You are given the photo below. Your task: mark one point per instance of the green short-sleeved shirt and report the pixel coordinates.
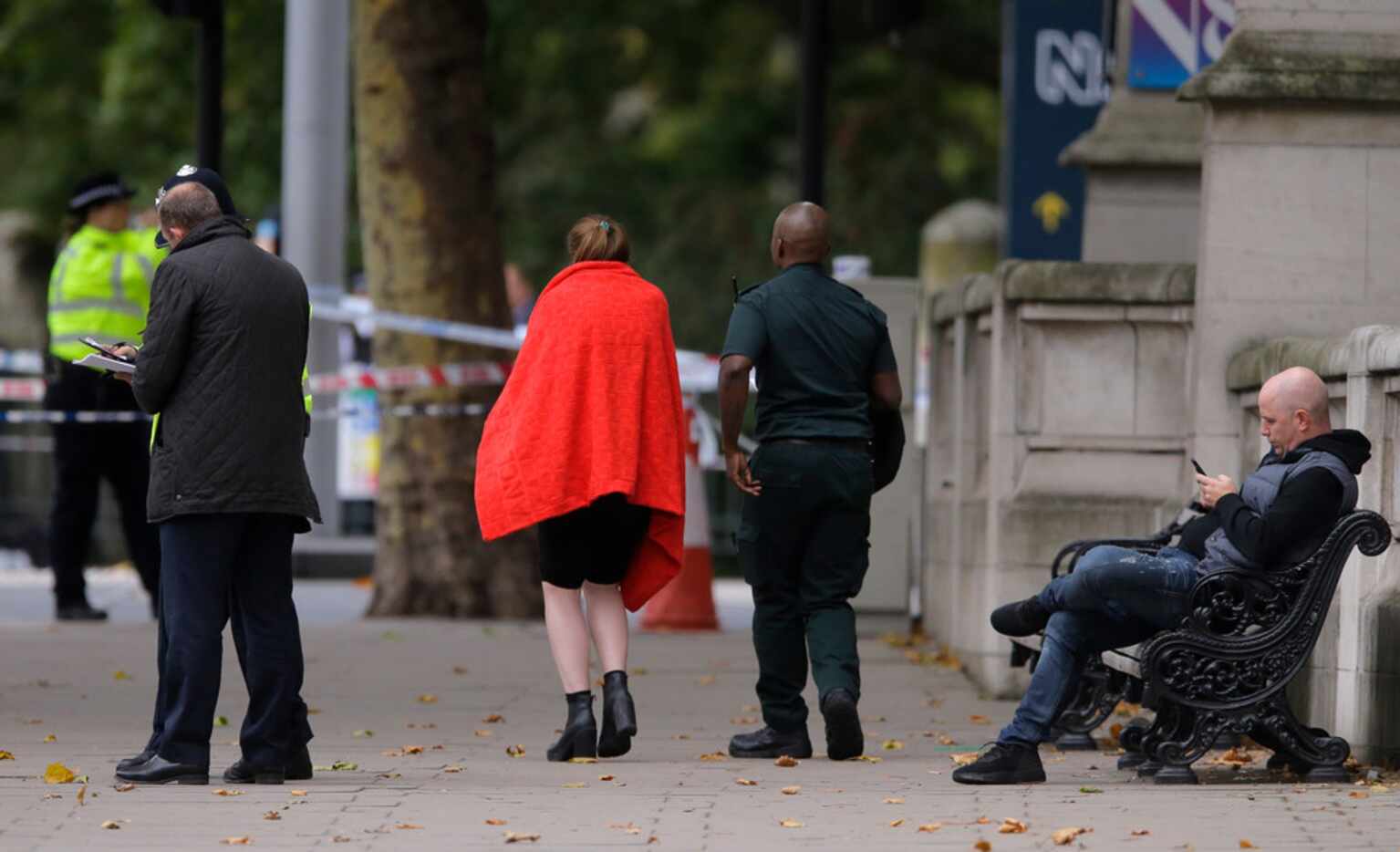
(815, 344)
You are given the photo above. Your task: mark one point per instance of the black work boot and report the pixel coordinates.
(580, 737)
(1021, 618)
(1004, 763)
(619, 716)
(845, 739)
(772, 743)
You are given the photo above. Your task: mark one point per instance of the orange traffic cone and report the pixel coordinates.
(688, 601)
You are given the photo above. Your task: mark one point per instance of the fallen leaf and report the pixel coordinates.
(1063, 836)
(520, 838)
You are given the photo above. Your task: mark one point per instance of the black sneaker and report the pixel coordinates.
(771, 743)
(80, 613)
(1021, 618)
(845, 739)
(1004, 763)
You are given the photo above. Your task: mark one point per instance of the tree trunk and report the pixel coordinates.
(426, 160)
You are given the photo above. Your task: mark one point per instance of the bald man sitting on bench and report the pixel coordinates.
(1117, 597)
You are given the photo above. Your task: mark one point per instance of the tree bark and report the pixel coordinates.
(431, 248)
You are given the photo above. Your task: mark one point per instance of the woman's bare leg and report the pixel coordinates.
(607, 622)
(567, 637)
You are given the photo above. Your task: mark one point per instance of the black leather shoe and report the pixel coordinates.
(162, 771)
(80, 613)
(845, 739)
(619, 716)
(1004, 763)
(580, 736)
(122, 765)
(771, 743)
(1021, 618)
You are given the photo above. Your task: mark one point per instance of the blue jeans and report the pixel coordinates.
(1115, 597)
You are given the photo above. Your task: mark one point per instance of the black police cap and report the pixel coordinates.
(204, 177)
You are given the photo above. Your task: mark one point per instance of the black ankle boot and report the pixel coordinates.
(580, 736)
(619, 716)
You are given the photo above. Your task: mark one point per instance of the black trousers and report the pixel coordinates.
(804, 545)
(214, 569)
(83, 456)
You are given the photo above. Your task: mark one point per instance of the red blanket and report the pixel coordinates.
(593, 407)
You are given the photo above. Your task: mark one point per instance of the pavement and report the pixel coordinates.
(423, 718)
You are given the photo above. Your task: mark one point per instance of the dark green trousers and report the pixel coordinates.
(804, 545)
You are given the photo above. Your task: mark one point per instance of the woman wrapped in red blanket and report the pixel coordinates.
(588, 442)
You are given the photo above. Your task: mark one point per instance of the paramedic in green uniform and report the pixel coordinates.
(824, 359)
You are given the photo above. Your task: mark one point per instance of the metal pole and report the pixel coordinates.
(316, 140)
(211, 132)
(813, 117)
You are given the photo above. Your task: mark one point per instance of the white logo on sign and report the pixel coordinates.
(1070, 68)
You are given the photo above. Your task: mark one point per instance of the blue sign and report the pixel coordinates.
(1052, 93)
(1172, 39)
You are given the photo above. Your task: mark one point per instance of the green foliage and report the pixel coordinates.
(111, 84)
(677, 117)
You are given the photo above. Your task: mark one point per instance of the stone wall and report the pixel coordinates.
(1059, 412)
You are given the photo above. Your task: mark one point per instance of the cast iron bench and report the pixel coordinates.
(1224, 671)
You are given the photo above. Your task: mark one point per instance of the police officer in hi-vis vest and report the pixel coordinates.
(99, 287)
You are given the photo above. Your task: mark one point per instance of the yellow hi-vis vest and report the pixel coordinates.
(101, 287)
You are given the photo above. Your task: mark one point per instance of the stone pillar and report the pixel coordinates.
(1143, 162)
(1301, 190)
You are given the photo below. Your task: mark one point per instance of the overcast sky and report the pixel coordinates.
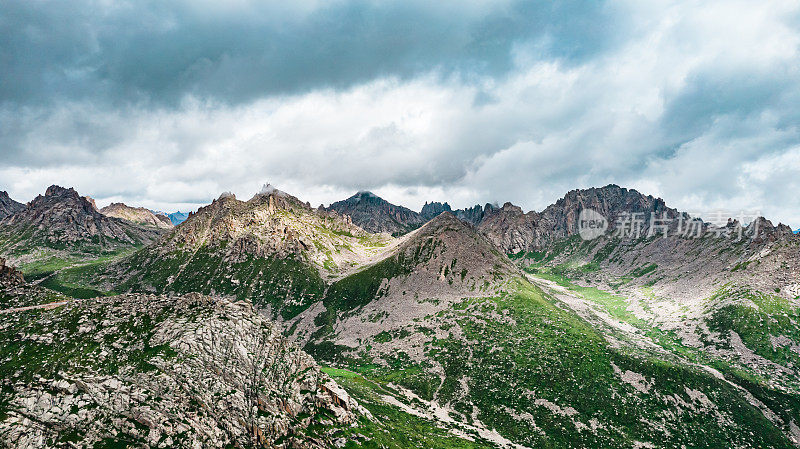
(168, 104)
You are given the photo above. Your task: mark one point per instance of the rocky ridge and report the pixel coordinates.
(149, 371)
(273, 250)
(8, 206)
(374, 214)
(138, 215)
(63, 221)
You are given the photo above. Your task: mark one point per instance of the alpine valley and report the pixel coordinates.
(270, 323)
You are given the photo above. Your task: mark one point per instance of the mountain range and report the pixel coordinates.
(384, 327)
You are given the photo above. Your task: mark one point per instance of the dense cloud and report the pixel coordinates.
(166, 105)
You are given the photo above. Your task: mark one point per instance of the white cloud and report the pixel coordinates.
(697, 105)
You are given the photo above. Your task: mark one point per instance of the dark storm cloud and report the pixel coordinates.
(166, 104)
(160, 51)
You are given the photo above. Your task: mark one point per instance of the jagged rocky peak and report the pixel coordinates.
(763, 229)
(610, 201)
(455, 248)
(374, 214)
(431, 210)
(62, 216)
(9, 276)
(8, 206)
(473, 215)
(138, 215)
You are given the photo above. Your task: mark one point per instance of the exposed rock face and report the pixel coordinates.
(610, 201)
(8, 206)
(514, 231)
(149, 371)
(177, 217)
(9, 276)
(473, 215)
(374, 214)
(273, 250)
(138, 215)
(444, 261)
(62, 217)
(432, 210)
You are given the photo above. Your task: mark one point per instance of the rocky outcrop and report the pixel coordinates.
(273, 250)
(63, 218)
(9, 276)
(432, 210)
(513, 230)
(8, 206)
(473, 215)
(149, 371)
(374, 214)
(138, 215)
(177, 217)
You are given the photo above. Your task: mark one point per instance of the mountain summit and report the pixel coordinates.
(8, 206)
(62, 224)
(138, 215)
(374, 214)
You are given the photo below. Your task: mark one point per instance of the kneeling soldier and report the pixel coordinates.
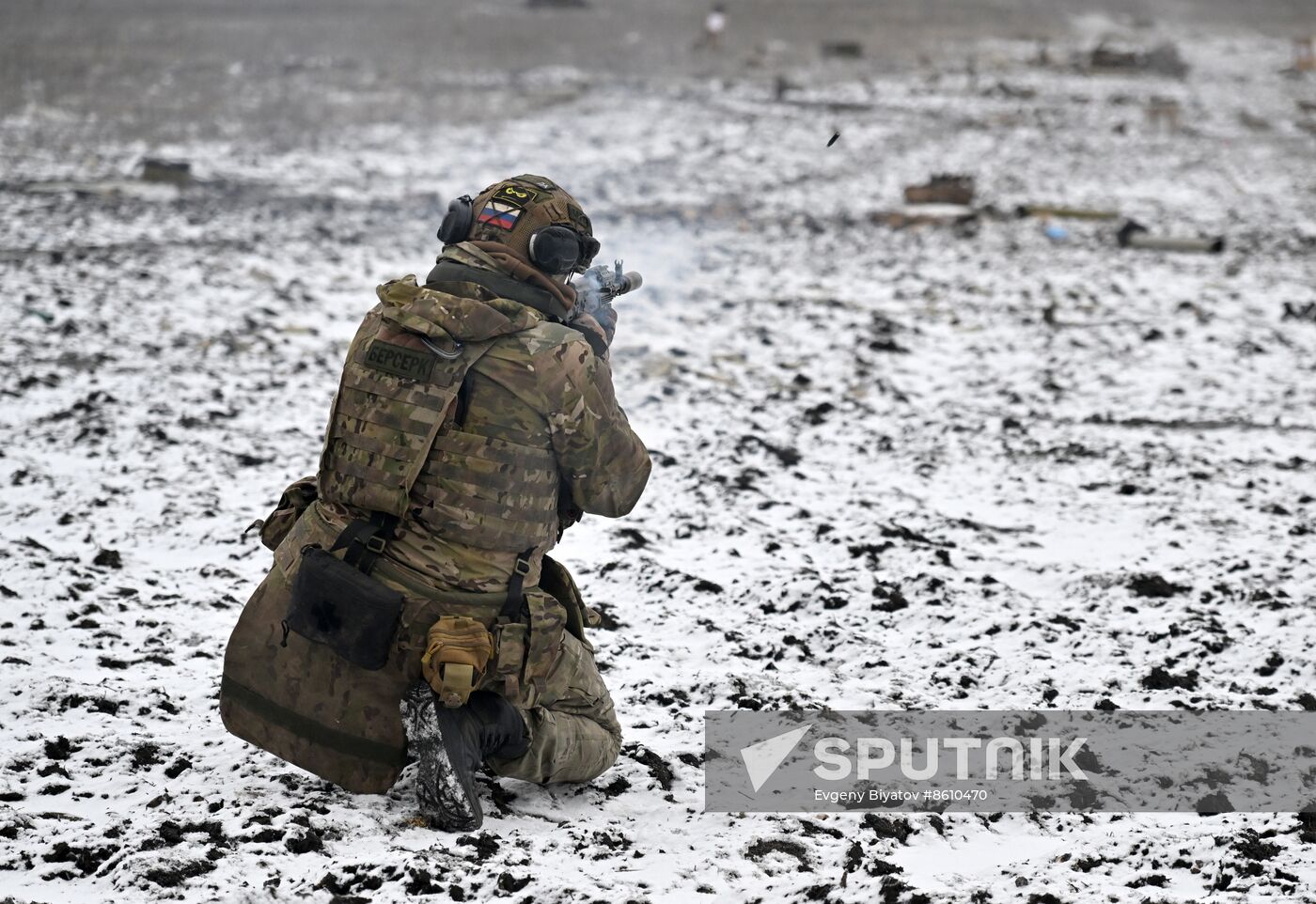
(476, 420)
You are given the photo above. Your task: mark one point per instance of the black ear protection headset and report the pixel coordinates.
(553, 249)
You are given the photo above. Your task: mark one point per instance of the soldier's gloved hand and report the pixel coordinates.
(605, 316)
(594, 333)
(595, 291)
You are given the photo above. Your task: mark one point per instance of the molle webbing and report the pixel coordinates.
(487, 492)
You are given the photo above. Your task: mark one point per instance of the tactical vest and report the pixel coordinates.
(392, 446)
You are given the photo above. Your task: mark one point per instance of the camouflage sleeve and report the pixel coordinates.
(602, 460)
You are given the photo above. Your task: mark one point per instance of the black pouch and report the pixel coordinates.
(342, 608)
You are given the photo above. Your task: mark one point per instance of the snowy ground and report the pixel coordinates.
(924, 467)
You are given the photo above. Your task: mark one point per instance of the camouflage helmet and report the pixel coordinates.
(522, 212)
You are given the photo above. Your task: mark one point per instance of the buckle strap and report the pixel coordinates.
(516, 587)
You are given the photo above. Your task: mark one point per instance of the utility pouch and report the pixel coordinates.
(337, 605)
(457, 653)
(292, 503)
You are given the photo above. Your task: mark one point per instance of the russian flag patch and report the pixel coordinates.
(499, 214)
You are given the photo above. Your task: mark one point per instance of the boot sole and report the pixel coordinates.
(444, 799)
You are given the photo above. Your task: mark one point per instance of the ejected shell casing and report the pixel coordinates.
(1135, 234)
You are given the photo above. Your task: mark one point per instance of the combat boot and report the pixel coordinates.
(451, 743)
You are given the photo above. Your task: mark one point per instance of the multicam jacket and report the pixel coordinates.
(479, 423)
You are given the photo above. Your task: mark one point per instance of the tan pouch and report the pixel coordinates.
(292, 503)
(457, 653)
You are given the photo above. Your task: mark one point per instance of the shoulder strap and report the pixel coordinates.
(506, 287)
----
What is being asked
Reproduce each entry exactly as given; no pictures, please.

Response below
You are given the photo below. Your task: mark one point per instance of the green short-sleeved shirt and report the pixel coordinates.
(815, 344)
You are given the photo above. Your task: mark one point per instance of the black work boot and report the pixel coordinates.
(580, 737)
(1021, 618)
(1004, 763)
(619, 716)
(845, 739)
(772, 743)
You are given the photo above. Your task: mark one point per instance of the orange traffic cone and report the pixel coordinates.
(688, 601)
You are given the photo above. Your task: mark one point per instance of the fallen leaf and report the pixel coordinates.
(1063, 836)
(520, 838)
You are given the photo above. Your task: mark one point per instance of the black sneaker and report the pixel coordinates.
(771, 743)
(80, 613)
(1021, 618)
(845, 739)
(1004, 763)
You are given the photo above. Your task: mark one point per instance of the tree trunk and report the pixel coordinates.
(426, 160)
You are given the photo above. Your task: mark one point per instance of the bald man sitting on bench and report the pixel coordinates.
(1117, 597)
You are given the photo above. Your task: mark one point per instance of the tree bark and report the pixel coordinates.
(431, 248)
You are given the photo above. Your task: mark one point per instance of the woman's bare leg and report the pixel coordinates.
(607, 622)
(567, 637)
You are given the photo above. Your task: mark one point per instance of the black leather shoe and report the pixel coordinates.
(162, 771)
(80, 613)
(845, 739)
(619, 716)
(1004, 763)
(580, 736)
(122, 765)
(771, 743)
(1021, 618)
You are given the photo above. Your task: mark one point per instance of the blue jeans and report the pixel coordinates.
(1115, 597)
You are given the photo above. Your task: mark one point per instance of the black police cap and report the pixel coordinates.
(204, 177)
You are given the photo above. Your task: mark one point per instance of the black ankle boot and report the pixel coordinates.
(580, 736)
(619, 716)
You are given the photo above. Your task: mark one point per instance of the black trousers and report the pixel coordinates.
(804, 545)
(214, 569)
(83, 456)
You are given the photo above. Your task: mark one point per instance of the red blanket and report the pixel coordinates.
(593, 407)
You are given the photo above. Your task: mark one point per instance of the pavement and report the pixel coordinates.
(423, 718)
You are given the photo above. Your task: mark one point per instance of the dark green trousers and report the pixel coordinates.
(804, 545)
You are given the photo above. Your task: mark one point per instance of the woman wrapped in red blanket and report the pixel coordinates.
(588, 442)
You are given the photo above. Your task: mark one point per instance of the paramedic in green uniform and report the pixel coordinates.
(824, 359)
You are given the photo above. Your task: mark one point per instance of the metal pole and report the pixel coordinates.
(316, 140)
(211, 132)
(813, 117)
You are given the photo above. Your task: mark one point per instance of the white logo on sign and report the pixel coordinates.
(1070, 68)
You are given the photo above. Your task: mark one point per instance of the blue sign and report the pixel coordinates.
(1052, 93)
(1172, 39)
You are given the photo above. Your task: mark one point per instance of the green foliage and report the pixel coordinates.
(111, 84)
(677, 117)
You are given the photo above. Your task: mark one point per instance of the stone wall and report the pixel coordinates.
(1059, 412)
You are given the photo above. Your task: mark one point per instance of the cast iron bench and report the pixel coordinates.
(1224, 671)
You are given the photo above. Your task: mark one point per instance of the police officer in hi-vis vest and report the pixel coordinates.
(99, 287)
You are given the photo above. Your task: mark one point per instance of the yellow hi-vis vest and report the pixel coordinates.
(101, 287)
You are given the photo above. Your task: mark one point per instance of the stone pillar and report the pixel coordinates.
(1143, 162)
(1301, 190)
You are given the photo below. Your task: mark one point per instance of the overcast sky and report the pixel coordinates.
(168, 104)
You are given the photo above. Your task: mark one point per instance of the rocky ridge and report the pixel coordinates.
(149, 371)
(273, 250)
(8, 206)
(374, 214)
(138, 215)
(63, 221)
You are given the photo above. Your task: mark one point per instance of the alpine valley and report the pixel coordinates.
(270, 323)
You are given the photo above. Your task: mark one point per instance of the mountain range and report the pixel coordinates.
(384, 327)
You are given the photo above. Your task: mark one point per instance of the dense cloud and report the pixel coordinates.
(166, 105)
You are given the photo above. Your task: mark one point per instance of the white cloud and report the pixel coordinates.
(697, 105)
You are given the photo above. Your task: mark one point per instance of the dark storm cloud and report the pixel coordinates.
(166, 104)
(160, 51)
You are given the photo above. Your task: mark one point per instance of the jagged rocky peak and report the pixel coordinates.
(763, 229)
(610, 201)
(455, 248)
(374, 214)
(431, 210)
(62, 216)
(9, 276)
(8, 206)
(473, 215)
(138, 215)
You are given the photo above. Your task: mark one point per instance of the exposed rock face and report the pixel coordinates.
(610, 201)
(8, 206)
(514, 231)
(149, 371)
(177, 217)
(9, 276)
(473, 215)
(374, 214)
(273, 250)
(138, 215)
(444, 261)
(62, 217)
(432, 210)
You are given the photo above. Your task: mark one point per instance of the rocky outcrop and report the pixel coordinates.
(273, 250)
(63, 218)
(9, 276)
(432, 210)
(513, 230)
(8, 206)
(473, 215)
(149, 371)
(374, 214)
(138, 215)
(177, 217)
You are given the photo above. Your task: mark one point per instance of the mountain summit and report the pixel coordinates.
(8, 206)
(62, 224)
(138, 215)
(374, 214)
You are given the photo below. Your task: mark one point per instance of the kneeling soldier and report the pixel coordinates.
(476, 420)
You are given the photo above. Your task: mark one point per instance of the black ear protection headset and report the pixel coordinates.
(553, 249)
You are given the photo above. Your task: mark one point per instance of the soldier's gloved hand and report the pixel coordinates.
(605, 316)
(594, 333)
(595, 291)
You are given the photo above. Your task: mark one point per instance of the molle webbing and report the pixel coordinates.
(487, 492)
You are given the photo above. Your task: mark one point per instance of the tactical vest and report the pixel coordinates.
(392, 446)
You are given the photo above. Your task: mark one point per instance of the camouflage sleeve and report the pixel coordinates.
(602, 460)
You are given the photo above. Your task: mark one point per instance of the black pouch and report the pixel coordinates.
(342, 608)
You are given the photo above. Your task: mark one point per instance of the snowy ground and report the pixel coordinates.
(924, 467)
You are given the photo above. Your task: mark one point per instance of the camouflage helmet and report the pixel coordinates.
(522, 212)
You are given the photo above. Your task: mark one point per instance of the buckle strap and report the pixel coordinates.
(516, 587)
You are given the photo above. Your task: mark one point per instance of the utility pouch and report the pixel coordinates.
(337, 605)
(457, 653)
(292, 503)
You are given the photo above. Your task: mark one point per instance of the russian flag patch and report the pixel coordinates.
(499, 214)
You are given the photo above. Your task: mark one point per instance of the boot sole and report the pixel coordinates.
(444, 799)
You are given the photo above. Your task: mark one point per instance of the ejected shell casing and report the pixel coordinates.
(1135, 234)
You are given the photo above. Your task: mark one point per instance of the combat boot and report the pixel coordinates.
(451, 743)
You are given the photo above. Your task: mark one point per instance of the multicam jacket and report the pixel coordinates.
(479, 423)
You are given the photo above. Your task: mark one point per instance of the tan pouch and report the pixel coordinates.
(292, 503)
(457, 653)
You are given the photo above. Your task: mark one point per instance of the shoulder strap and report the pixel coordinates.
(506, 287)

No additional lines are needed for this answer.